# Passat B6 - Porsche Cayenne 6pot caliper upgrade



## bogdandmt (Aug 12, 2017)

Hello , 

I am a new member here and a backyard mechanic . I am interested in purchasing a pair of 6pot brembo caliper that come from a Porsche Cayenne donor car .
My questions : would it fit on my Passat without a custom made adapter ?
Would it fit on a 17" Oem wheel or do i need some spacers ? 
Any info that anyone can give me is greatly appreciated.


----------



## Thy_Harrowing (Dec 7, 2014)

You would absolutely need spacers (~10mm depending on exact offset of wheel and spoke design). No OEM wheel would get you even close to fitting those calipers without spacers. Most OEM wheels are around ET50 which means you'd need every bit of that 10mm spacer, maybe more, to make 17" wheels work.

Not that this really matters much because you don't want to be buying 6pot calipers like that unless you plan to upgrade your master brake cylinder too, those calipers will be too much for the stock master brake cylinder to properly operate. If you want to stay within the confines of what the stock master brake cylinder can reliably handle then you'll need to look at 4pot calipers such as the Porsche Boxster 986 calipers, commonly modified and rebranded by companies such as StopTech for various big brake kits on the market. I have a ST40 BBK for my B6 (basically the 986 calipers mentioned above but with modifications made by ST) and it performs very well and does not max out the master cylinders capabilities. I'm aware of other 4pot BBK options for the B6 (generally anything that is compatible with the Mk5/Mk6 spindles works for the B6 too because the outboard side of the spindle that the caliper bolts too is the same, only the inboard side is different), however, I can only speak to the quality and proper brake bias/balance of the ST40 BBK (it's very good). I can't speak to those qualities of any other BBKs out there. Look at various 4pot options and consider the ST40 BBK strongly unless you find another route that is significantly cheaper. The reason I would personally pay more for the ST40 kit than other options is because it has well done brake bias/balance which is a very important, and very often overlooked, part of a proper brake setup and braking characteristics of your vehicle. In extreme cases if someone just does willy-nilly brake mods to their vehicle and throws the brake bias far off then brake performance (as in stopping distance) can be hindered more than helped. Heat management/resistance to fade would would still be higher but otherwise a really poor brake bias can actually throw off how your car physically responds under braking. The take-away point from this is that, brake mods aren't as cut-and-dry simple as they may seem; bigger isn't always better in every way, technically there's more to it and so you want to carefully research your options not just buy the cheapest, biggest calipers you can fit.

▸ **Dataset records**
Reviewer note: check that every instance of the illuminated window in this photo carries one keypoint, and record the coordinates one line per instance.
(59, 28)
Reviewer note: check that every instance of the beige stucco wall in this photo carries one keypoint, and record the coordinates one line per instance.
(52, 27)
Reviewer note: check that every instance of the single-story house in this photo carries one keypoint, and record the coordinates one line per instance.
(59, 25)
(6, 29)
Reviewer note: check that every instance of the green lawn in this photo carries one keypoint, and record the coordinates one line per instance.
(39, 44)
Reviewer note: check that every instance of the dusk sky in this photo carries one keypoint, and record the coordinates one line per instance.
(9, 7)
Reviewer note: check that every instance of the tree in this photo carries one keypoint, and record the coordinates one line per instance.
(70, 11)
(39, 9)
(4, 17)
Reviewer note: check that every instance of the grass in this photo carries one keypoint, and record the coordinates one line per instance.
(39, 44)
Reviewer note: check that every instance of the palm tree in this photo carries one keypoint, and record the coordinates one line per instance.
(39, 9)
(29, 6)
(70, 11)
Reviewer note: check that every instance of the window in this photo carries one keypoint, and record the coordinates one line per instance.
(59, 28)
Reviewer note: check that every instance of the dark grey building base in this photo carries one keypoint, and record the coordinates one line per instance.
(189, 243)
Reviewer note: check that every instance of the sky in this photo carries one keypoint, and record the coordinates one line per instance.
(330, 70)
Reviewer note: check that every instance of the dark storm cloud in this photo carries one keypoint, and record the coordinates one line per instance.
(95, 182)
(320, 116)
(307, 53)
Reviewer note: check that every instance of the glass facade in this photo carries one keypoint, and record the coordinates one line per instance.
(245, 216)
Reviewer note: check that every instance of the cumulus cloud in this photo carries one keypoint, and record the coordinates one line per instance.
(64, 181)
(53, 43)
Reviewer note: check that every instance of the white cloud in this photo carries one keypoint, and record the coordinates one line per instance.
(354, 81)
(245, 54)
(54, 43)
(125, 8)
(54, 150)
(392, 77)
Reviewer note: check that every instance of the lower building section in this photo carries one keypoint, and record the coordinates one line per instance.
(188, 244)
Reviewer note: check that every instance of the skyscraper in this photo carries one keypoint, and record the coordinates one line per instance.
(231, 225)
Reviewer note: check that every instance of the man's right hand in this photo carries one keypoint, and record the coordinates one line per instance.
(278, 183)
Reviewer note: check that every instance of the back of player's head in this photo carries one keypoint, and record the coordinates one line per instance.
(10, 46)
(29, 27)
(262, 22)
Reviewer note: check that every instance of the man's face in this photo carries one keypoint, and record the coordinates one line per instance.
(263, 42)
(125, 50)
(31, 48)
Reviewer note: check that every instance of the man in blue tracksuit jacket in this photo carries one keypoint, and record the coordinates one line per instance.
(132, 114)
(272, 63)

...

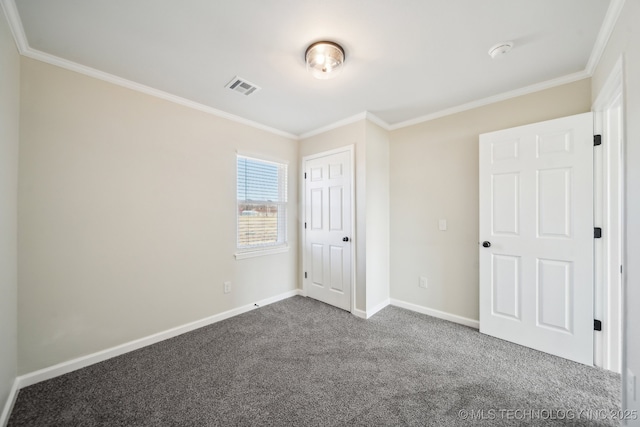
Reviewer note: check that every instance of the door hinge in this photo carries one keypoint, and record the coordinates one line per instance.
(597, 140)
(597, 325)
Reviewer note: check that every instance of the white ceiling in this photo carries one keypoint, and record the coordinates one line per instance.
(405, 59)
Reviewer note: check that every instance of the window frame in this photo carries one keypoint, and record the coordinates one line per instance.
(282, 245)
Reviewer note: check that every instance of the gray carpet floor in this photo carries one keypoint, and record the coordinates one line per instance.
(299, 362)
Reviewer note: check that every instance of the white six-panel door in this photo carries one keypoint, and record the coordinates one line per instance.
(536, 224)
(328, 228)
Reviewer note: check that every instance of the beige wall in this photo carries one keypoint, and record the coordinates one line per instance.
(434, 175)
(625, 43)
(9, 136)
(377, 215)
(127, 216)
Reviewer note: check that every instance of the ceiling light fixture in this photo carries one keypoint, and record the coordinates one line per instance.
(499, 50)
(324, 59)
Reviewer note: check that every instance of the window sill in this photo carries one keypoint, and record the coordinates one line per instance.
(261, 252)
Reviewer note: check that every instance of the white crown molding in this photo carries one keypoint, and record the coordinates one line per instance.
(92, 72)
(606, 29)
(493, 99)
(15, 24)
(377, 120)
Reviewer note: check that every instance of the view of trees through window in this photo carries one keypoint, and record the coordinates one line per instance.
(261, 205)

▸ **The tasks**
• A. Answer these about the Passat caliper thread:
(i) What wheel size does the first poster ask about fitting?
(ii) Around what offset are most OEM wheels, according to the reply?
(iii) Which calipers does the reply say the ST40 kit is basically based on?
• B. In the Passat caliper thread, take the part from "# Passat B6" up to and including "made adapter ?" and substitute "home mechanic" for "backyard mechanic".
• C. List every brand or company name mentioned in the Passat caliper thread.
Use only the Passat caliper thread to answer.

▸ **Answers to the tasks**
• A.
(i) 17" OEM wheels
(ii) ET50
(iii) The Porsche Boxster 986 calipers

• B.
# Passat B6 - Porsche Cayenne 6pot caliper upgrade



## bogdandmt (Aug 12, 2017)

Hello , 

I am a new member here and a home mechanic . I am interested in purchasing a pair of 6pot brembo caliper that come from a Porsche Cayenne donor car .
My questions : would it fit on my Passat without a custom made adapter ?

• C.
Brembo
Porsche
StopTech